Pick me Pick me! I would be pleased and honored to win something from Eastman Handcrafted Guitars and Mandolins and Schertler. (fingers crossed!)  :Grin:

----------


## Grizmaster

yes please

----------


## JonDevin

I would love some new toys.

----------


## dreadhead

Beautiful mandolin...that I'd love to own!

----------


## Lopy

This would be great! I'm searching for an amp system for a while.. and this mando is wonderful!

----------


## Jimmy Kittle

Perfect for Christmas!!!!

----------


## Mike Knapp

Best of luck to everyone, if you win and I don't, I'll do my best not to hunt you for sport.

----------


## Jean Christophe

Good luck to everyone. This mandolin is beautiful!

----------


## Bill Snyder

*POSTING IN THIS THREAD DOES NOT ENTER YOU INTO THE DRAWING.* Click the link in the opening post. The contest does not start until Nov. 30.

----------


## rb3868

What an excellent package!  I love the way my Eastman plays

----------


## hanknc

Let me be the first to congratulate me!

----------


## Thomas Chapmond

I would be a worthy owner of this mando and accessories.

----------


## ki' ho'alu Ken

Cool!!!

----------


## allenhopkins

Hey, why not?  Never enough mandolins...

----------


## Gene Summers

That would look nice at Christmas, under the tree!  :Smile:

----------


## sellvan

I have a 615 i purchased 11 years ago. It just keeps getting better.

----------


## Monette

That is awesome!

----------


## tassiespirit

That's awesome, hope it goes to a good home - like mine.

----------


## Milhouse

That's great. 
I'm looking for a replacement of my Greg Bennett MA2E.

----------


## GRW3

An Eastman 515 was my first Archtop mandolin. It served me well until I traded it in for my Weber an electro acoustic version would be great.

----------


## Chadah77

Would love to win!

----------


## irishflynn

Merry Christmas to me  :Smile: 
 :Smile:

----------


## opie wan

I have an Eastman Viola but no mandolin.  I have MAS and if I don't get an Eastman my head may explode.  This would, indeed, be a tragedy because my head is rather large and it would make a huge mess. (7 1/2 or more)

- **Recorded data**:
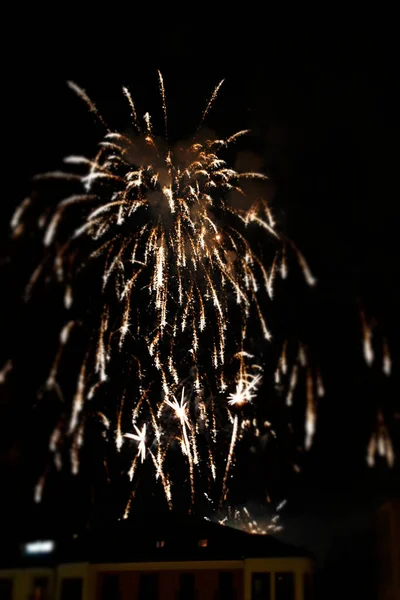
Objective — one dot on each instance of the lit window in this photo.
(261, 586)
(39, 547)
(284, 586)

- **How to complete this task**:
From the mandolin giveaway thread, reproduce word for word the passage starting at "Good luck to" and ending at "until Nov. 30.".

- **Response area**:
Good luck to everyone. This mandolin is beautiful!

----------


## Bill Snyder

*POSTING IN THIS THREAD DOES NOT ENTER YOU INTO THE DRAWING.* Click the link in the opening post. The contest does not start until Nov. 30.